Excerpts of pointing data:

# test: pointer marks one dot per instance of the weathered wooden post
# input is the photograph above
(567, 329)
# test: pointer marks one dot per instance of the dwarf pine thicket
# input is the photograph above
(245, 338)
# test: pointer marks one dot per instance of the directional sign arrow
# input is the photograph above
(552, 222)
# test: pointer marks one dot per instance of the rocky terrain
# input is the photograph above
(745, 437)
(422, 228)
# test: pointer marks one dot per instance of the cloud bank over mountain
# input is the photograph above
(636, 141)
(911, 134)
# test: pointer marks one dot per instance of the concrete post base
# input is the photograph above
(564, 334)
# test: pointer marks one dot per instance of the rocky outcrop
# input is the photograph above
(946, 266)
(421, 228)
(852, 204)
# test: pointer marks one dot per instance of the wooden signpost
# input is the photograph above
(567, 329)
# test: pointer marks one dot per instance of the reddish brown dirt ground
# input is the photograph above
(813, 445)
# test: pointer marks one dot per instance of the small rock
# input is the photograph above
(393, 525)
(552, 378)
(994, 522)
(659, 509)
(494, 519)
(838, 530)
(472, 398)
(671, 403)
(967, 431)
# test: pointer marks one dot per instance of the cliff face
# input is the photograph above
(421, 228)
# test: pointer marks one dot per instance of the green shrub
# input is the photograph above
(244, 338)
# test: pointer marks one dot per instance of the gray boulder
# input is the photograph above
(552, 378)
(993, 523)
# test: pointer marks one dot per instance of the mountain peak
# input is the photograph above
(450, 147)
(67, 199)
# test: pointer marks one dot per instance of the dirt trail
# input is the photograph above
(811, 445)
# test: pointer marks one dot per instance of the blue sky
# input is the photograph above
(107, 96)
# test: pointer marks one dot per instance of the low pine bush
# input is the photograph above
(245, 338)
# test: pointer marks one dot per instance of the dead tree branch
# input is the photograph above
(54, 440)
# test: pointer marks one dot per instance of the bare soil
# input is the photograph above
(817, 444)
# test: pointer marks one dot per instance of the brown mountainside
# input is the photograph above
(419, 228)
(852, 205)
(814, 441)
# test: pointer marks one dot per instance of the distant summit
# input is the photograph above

■ **SET TASK**:
Copy the part of the records that opens with the line containing "# test: pointer marks one dot per instance of the small" and runs through the end of the records, keeping every line. Offset each coordinate value by 85.

■ **CORRECT RESULT**:
# test: pointer marks one dot per instance of the small rock
# input is the photograph above
(478, 610)
(637, 463)
(1079, 607)
(744, 594)
(579, 604)
(923, 615)
(557, 483)
(756, 488)
(1052, 516)
# test: pointer marks one dot per instance of the cliff face
# input is the photograph above
(506, 313)
# test: pointer marks one dot per instance of the green shrub
# input is the photograph above
(329, 423)
# test: pointer marks one dot per instance of the gray boulder
# input is the photograph above
(637, 463)
(1078, 608)
# test: pointer marks one dot per instance of the mountain peak
# input is the photograph above
(535, 232)
(152, 284)
# test: pointer marks one dot per instance of the dirt trail
# input is the photograph above
(896, 530)
# test: pointer marks one dot per instance of the blue sky
# input is the photograph above
(192, 181)
# test: pointer marks one dot per instance of the low pine bush
# input is the photograph above
(330, 423)
# test: pointer marks one dot per instance of the dead tree branch
# input is the photograph above
(139, 525)
# test: pointer marks one dot per instance of the bare soil
# input is the photograph above
(902, 529)
# test: pointer marks one dot per instance of the brown mountainside
# input is the photograph above
(504, 313)
(937, 290)
(899, 526)
# test: pointer marks one dot per instance of the distant summit
# input is the photograph above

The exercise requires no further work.